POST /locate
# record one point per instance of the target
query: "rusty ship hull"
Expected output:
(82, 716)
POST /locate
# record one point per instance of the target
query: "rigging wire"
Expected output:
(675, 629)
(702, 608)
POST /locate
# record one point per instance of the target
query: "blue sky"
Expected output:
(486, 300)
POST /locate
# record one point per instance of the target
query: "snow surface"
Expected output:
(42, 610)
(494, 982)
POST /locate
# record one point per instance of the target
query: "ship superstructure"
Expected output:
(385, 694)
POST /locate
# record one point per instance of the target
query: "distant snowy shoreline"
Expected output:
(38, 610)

...

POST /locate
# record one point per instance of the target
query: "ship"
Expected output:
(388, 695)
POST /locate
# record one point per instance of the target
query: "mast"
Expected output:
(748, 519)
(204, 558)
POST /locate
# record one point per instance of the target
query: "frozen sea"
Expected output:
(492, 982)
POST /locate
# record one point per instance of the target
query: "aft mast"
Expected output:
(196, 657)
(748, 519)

§ **Objective**: Pick out every line in the lines above that contains the string "query", treating uppercase and lowercase as different, and copy each of those lines.

§ **Answer to the task**:
query: "rusty ship hull"
query: "rigging wire"
query: "blue sky"
query: "snow surface"
query: "ship superstructure"
query: "distant snowy shoreline"
query: "ship"
query: "mast"
query: "frozen sea"
query: "aft mast"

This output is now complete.